==== Stored rows ====
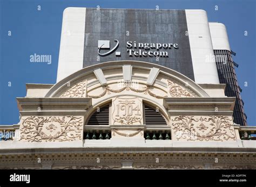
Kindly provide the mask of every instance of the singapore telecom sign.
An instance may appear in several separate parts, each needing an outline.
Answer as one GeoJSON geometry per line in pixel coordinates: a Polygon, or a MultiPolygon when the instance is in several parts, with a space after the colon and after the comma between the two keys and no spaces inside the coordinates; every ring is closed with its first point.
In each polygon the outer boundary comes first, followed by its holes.
{"type": "MultiPolygon", "coordinates": [[[[115,52],[116,56],[120,56],[121,52],[116,51],[119,45],[118,40],[114,39],[115,46],[110,49],[110,40],[98,40],[98,54],[101,56],[107,56],[115,52]],[[102,49],[108,49],[100,52],[102,49]]],[[[126,42],[127,53],[130,57],[168,57],[168,50],[179,49],[177,44],[170,43],[137,43],[136,41],[126,42]]]]}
====
(Direction)
Copy every line of the rows above word for word, leaving out the pictures.

(Answer to this problem)
Kindly provide the mask of every instance of the singapore telecom sign.
An instance may appear in several separate parts, each needing an outline.
Answer as one GeoJSON geometry per line in pixel coordinates: a Polygon, or a MultiPolygon when the instance is in several parts, with a space after the colon and after the comma between the two keys and no spaces inside the coordinates; every ring is closed with its first point.
In each polygon the outer boundary comes first, followed by its holes.
{"type": "MultiPolygon", "coordinates": [[[[115,52],[116,56],[120,56],[121,52],[116,51],[119,45],[118,40],[114,39],[115,46],[110,49],[110,40],[98,40],[98,54],[101,56],[107,56],[115,52]],[[102,49],[108,49],[100,52],[102,49]]],[[[126,42],[127,53],[130,57],[168,57],[168,50],[179,49],[177,44],[170,43],[137,43],[136,41],[126,42]]]]}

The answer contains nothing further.